__TASK STATEMENT__: Write out the data below in full. Keep it exact.

__DATASET ENTRIES__:
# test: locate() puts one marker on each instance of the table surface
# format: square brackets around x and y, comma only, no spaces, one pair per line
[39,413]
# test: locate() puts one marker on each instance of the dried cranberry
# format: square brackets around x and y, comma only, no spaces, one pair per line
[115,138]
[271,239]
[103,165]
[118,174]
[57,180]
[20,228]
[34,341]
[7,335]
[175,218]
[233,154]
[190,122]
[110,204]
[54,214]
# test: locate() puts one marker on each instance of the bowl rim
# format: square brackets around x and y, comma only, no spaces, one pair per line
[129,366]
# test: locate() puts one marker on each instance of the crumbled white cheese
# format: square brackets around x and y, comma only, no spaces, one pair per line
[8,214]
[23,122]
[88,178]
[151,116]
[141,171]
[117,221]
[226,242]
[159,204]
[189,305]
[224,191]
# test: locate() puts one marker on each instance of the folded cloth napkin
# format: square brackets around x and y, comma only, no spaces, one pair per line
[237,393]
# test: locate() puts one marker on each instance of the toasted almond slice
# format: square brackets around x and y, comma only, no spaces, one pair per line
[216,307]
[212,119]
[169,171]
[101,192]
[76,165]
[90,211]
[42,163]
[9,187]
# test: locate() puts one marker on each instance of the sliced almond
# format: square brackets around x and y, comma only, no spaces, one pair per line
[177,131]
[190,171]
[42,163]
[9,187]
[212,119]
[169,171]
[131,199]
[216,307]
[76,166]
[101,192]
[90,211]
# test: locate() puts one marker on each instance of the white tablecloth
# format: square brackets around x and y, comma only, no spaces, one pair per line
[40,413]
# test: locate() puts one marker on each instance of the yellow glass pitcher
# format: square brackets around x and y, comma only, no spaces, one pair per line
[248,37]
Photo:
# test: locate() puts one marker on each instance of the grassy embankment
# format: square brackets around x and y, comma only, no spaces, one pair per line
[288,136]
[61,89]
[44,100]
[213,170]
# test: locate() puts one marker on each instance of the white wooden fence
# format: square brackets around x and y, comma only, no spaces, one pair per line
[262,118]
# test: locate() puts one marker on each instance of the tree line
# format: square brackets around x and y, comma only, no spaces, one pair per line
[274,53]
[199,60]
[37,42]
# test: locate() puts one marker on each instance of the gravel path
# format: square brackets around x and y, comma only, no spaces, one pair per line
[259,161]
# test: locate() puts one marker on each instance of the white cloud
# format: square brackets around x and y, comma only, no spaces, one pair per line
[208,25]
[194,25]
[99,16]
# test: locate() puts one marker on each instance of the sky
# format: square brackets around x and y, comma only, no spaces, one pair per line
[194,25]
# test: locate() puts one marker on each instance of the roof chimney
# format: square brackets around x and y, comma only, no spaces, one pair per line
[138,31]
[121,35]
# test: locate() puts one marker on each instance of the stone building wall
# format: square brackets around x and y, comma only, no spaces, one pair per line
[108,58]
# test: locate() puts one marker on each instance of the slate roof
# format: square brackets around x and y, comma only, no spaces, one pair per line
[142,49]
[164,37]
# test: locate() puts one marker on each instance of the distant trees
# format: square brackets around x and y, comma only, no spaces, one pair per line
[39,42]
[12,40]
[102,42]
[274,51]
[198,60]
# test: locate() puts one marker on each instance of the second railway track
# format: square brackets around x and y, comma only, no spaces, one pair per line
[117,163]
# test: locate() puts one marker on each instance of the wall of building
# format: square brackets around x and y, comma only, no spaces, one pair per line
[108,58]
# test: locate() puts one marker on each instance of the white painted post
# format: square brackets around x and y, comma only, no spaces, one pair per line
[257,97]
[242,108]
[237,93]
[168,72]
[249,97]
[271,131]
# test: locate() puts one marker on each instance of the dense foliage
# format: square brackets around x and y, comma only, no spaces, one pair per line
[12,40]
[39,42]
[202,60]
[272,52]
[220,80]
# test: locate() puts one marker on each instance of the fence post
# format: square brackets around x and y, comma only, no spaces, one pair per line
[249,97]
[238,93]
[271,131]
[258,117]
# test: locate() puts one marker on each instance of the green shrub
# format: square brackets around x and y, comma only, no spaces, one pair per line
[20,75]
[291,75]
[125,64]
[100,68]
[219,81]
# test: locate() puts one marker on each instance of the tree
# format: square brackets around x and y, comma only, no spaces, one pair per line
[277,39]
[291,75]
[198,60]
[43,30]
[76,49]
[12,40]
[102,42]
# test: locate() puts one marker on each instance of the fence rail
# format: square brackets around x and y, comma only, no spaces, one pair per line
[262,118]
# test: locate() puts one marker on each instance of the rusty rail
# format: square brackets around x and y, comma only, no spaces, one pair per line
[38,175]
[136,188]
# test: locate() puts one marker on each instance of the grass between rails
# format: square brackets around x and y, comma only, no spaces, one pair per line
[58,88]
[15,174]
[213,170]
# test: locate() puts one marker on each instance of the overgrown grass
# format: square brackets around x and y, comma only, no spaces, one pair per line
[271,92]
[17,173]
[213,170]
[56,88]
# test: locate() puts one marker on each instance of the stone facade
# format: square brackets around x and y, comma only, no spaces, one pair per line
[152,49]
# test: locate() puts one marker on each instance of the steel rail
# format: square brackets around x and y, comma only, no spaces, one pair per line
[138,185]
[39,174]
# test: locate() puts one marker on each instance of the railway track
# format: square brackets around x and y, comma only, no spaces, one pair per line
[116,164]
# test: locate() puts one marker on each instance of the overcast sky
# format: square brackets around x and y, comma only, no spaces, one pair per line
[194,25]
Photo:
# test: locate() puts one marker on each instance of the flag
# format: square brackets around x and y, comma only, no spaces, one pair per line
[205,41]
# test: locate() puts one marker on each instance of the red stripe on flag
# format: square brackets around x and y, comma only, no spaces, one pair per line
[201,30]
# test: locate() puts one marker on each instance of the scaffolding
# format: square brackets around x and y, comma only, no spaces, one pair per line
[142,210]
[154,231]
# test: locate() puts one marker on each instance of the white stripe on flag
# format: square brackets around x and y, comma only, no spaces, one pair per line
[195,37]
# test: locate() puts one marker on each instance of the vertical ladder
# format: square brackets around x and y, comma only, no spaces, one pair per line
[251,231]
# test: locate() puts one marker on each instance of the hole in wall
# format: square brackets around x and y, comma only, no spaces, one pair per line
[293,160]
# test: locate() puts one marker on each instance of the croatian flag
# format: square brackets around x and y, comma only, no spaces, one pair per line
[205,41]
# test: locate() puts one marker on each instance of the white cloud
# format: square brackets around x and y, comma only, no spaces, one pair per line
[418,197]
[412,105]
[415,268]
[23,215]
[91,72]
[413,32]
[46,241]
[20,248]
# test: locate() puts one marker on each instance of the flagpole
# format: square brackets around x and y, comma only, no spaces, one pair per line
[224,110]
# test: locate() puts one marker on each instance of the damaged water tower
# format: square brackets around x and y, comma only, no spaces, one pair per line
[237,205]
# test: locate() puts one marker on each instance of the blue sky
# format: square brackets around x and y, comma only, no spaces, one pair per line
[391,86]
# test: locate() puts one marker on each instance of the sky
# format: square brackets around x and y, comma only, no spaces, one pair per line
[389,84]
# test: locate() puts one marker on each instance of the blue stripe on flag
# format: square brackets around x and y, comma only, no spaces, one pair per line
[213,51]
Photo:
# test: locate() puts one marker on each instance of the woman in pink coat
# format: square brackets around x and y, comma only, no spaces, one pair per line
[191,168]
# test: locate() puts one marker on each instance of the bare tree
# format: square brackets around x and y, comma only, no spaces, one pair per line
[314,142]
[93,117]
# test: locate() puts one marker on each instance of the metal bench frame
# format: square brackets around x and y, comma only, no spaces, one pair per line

__ANSWER FOR THE TASK__:
# test: locate() puts one marker on each instance of the table surface
# format: square brackets around x and y, comma only, no spaces, one pair per line
[39,413]
# test: locate() puts one marker on each instance of the dried cranberry
# format: square brackets around x and y, comma only, no spaces, one pair per line
[115,138]
[271,239]
[103,165]
[118,174]
[57,180]
[20,228]
[34,341]
[7,335]
[175,218]
[233,154]
[190,122]
[110,204]
[54,214]
# test: locate() puts one marker on each instance of the bowl rim
# format: square brackets around x and y, comma only, no spaces, one pair per line
[129,366]
# test: locate() puts one marker on each instance of the crumbled white cheese
# format: square brackets around x and y, comma only, no spaces, one pair per line
[8,214]
[23,122]
[88,178]
[151,116]
[141,171]
[117,221]
[226,242]
[159,204]
[189,305]
[224,191]
# test: locate() puts one marker on each instance of the folded cloth napkin
# format: square brackets around x and y, comma only, no spaces, one pair per line
[237,393]
# test: locate() puts one marker on each instance of the toasted almond slice
# format: square brackets around x and y, comma only, no spaces, one pair per line
[216,307]
[212,119]
[169,171]
[101,192]
[76,165]
[90,211]
[42,163]
[9,187]
# test: locate() puts one marker on each instance of the sliced almond
# format: square brackets around x and y, comma only, no spaces, one pair per line
[177,131]
[190,171]
[42,163]
[9,187]
[212,119]
[169,171]
[131,199]
[216,307]
[76,166]
[101,192]
[90,211]
# test: locate() puts one marker on each instance of the white tablecloth
# format: square brackets around x and y, comma only, no spaces, one pair per line
[40,413]
# test: locate() puts one marker on each instance of the yellow glass pitcher
# format: square brackets around x and y, comma only, no spaces, one pair per line
[248,37]
Photo:
# test: locate() puts one marker on each instance of the grassy embankment
# format: square brackets around x and y, comma only, no spaces, one pair per line
[288,136]
[61,89]
[44,100]
[213,170]
# test: locate() puts one marker on each instance of the white wooden fence
# format: square brackets around x and y, comma only, no spaces, one pair per line
[262,118]
# test: locate() puts one marker on each instance of the tree line
# format: square brackets around x and y, comma only, no spaces, one pair per line
[274,53]
[199,60]
[37,42]
# test: locate() puts one marker on each instance of the gravel path
# format: square brackets around x and y, comma only, no spaces, one pair per line
[259,161]
# test: locate() puts one marker on each instance of the white cloud
# format: square brackets around x and y, comma only, no spaces, one pair per line
[208,25]
[194,25]
[99,16]
# test: locate() puts one marker on each instance of the sky
# format: square brackets around x and y, comma only, no spaces, one pair per line
[194,25]
# test: locate() puts one marker on each instance of the roof chimney
# format: square brackets around x and y, comma only, no spaces, one pair per line
[138,31]
[121,35]
# test: locate() puts one marker on each instance of the stone building wall
# format: square brackets around x and y, comma only, no spaces, one pair per line
[108,58]
# test: locate() puts one marker on each instance of the slate roof
# format: square brackets around x and y, comma only, no spaces, one pair per line
[142,49]
[164,37]
# test: locate() puts one marker on each instance of the distant trees
# format: square brackets around x and y, comma only, no spaces, one pair per line
[39,42]
[12,40]
[102,42]
[274,51]
[198,60]
# test: locate() puts one marker on each instance of the second railway track
# format: square brackets around x and y, comma only, no spaces, one pair per line
[117,163]
# test: locate() puts one marker on each instance of the wall of building
# format: square brackets around x and y, comma only, no spaces, one pair per line
[108,58]
# test: locate() puts one marker on each instance of the white painted post
# format: square brackets around x and y, comma only, no spaces, one pair per line
[257,97]
[242,108]
[237,93]
[168,72]
[249,97]
[271,131]
# test: locate() puts one marker on each instance of the dense foliage
# format: square brackets around x and y, comma only, no spaces, one pair per line
[12,40]
[39,42]
[202,60]
[272,52]
[220,80]
# test: locate() puts one marker on each instance of the fence post
# format: square brackets around x and y, comma only, no spaces, one pair per line
[249,97]
[238,93]
[271,131]
[258,117]
# test: locate() puts one marker on each instance of the green shrub
# format: square brackets around x and y, comma only, no spaces, one pair per line
[20,75]
[291,75]
[125,64]
[100,68]
[219,81]
# test: locate() puts one marker on each instance of the tree
# format: square brackets around x and y, comma only, no spaces, one pair per line
[277,39]
[291,75]
[198,60]
[43,30]
[76,49]
[12,40]
[102,42]
# test: locate() puts one marker on each instance of the fence rail
# format: square brackets around x and y, comma only, no spaces, one pair per line
[262,118]
# test: locate() puts one marker on each instance of the rusty rail
# format: square brackets around x and y, comma only, no spaces, one pair per line
[38,175]
[136,188]
# test: locate() puts one marker on each instance of the grass between rails
# format: square brackets around x and y, comma only, no spaces, one pair per line
[58,88]
[15,174]
[213,170]
# test: locate() puts one marker on each instance of the overgrown grass
# format: square brackets around x and y, comma only, no spaces, one pair per line
[271,92]
[17,173]
[213,170]
[56,88]
# test: locate() puts one marker on each instance of the stone facade
# format: square brackets around x and y, comma only, no spaces, one pair per line
[152,49]
# test: locate() puts one marker on each instance of the steel rail
# format: square brackets around x and y, comma only, no spaces, one pair per line
[138,185]
[39,174]
# test: locate() puts one marker on each instance of the railway track
# format: square brackets around x and y, comma only, no spaces, one pair per line
[116,164]
# test: locate() puts one marker on each instance of the overcast sky
# format: square brackets around x and y, comma only, no spaces, one pair per line
[194,25]
Photo:
# test: locate() puts one marker on each instance of the flag
# format: square brackets around x and y, comma only, no spaces, one pair per line
[205,41]
# test: locate() puts one marker on each instance of the red stripe on flag
# format: square brackets around x and y, comma only, no spaces, one pair per line
[201,30]
# test: locate() puts one marker on each instance of the scaffolding
# format: square brackets around x and y, comma only, no spaces, one pair per line
[142,210]
[154,231]
# test: locate() puts one marker on each instance of the white stripe on flag
# format: square brackets around x and y, comma only, no spaces, one pair per line
[195,37]
# test: locate() puts one marker on each instance of the vertical ladder
# format: square brackets around x and y, comma only, no spaces, one pair per line
[251,231]
# test: locate() puts one marker on each instance of the hole in wall
# format: square brackets around x and y, comma only, no spaces, one pair per line
[293,160]
# test: locate() puts one marker on each instance of the croatian flag
# format: square brackets around x and y, comma only, no spaces, one pair per line
[205,41]
# test: locate() puts one marker on each instance of the white cloud
# format: square brackets around x and y, comma only, no spaces, one pair per line
[418,197]
[412,105]
[415,268]
[23,215]
[91,72]
[413,32]
[46,241]
[20,248]
# test: locate() puts one marker on each instance of the flagpole
# format: square brackets around x and y, comma only, no spaces, one pair per line
[224,110]
# test: locate() puts one marker on each instance of the damaged water tower
# format: square brackets around x and y, comma only, no spaces, one pair per line
[237,205]
# test: locate() puts one marker on each instance of the blue sky
# format: square brackets around x and y, comma only, no spaces, one pair per line
[391,86]
# test: locate() puts one marker on each instance of the sky
# format: square brackets around x and y, comma only, no spaces, one pair per line
[389,84]
# test: locate() puts one marker on each instance of the blue stripe on flag
# format: square brackets around x and y, comma only, no spaces, one pair per line
[213,51]
Photo:
# test: locate() puts one marker on each instance of the woman in pink coat
# format: square brackets around x and y, comma only, no spaces, one pair per line
[191,168]
# test: locate() puts one marker on each instance of the bare tree
# format: square brackets around x and y, comma only, no spaces, one pair per line
[314,142]
[93,117]
# test: locate() puts one marker on each instance of the metal bench frame
# format: square brackets around x and y, comma only, no spaces, one pair per line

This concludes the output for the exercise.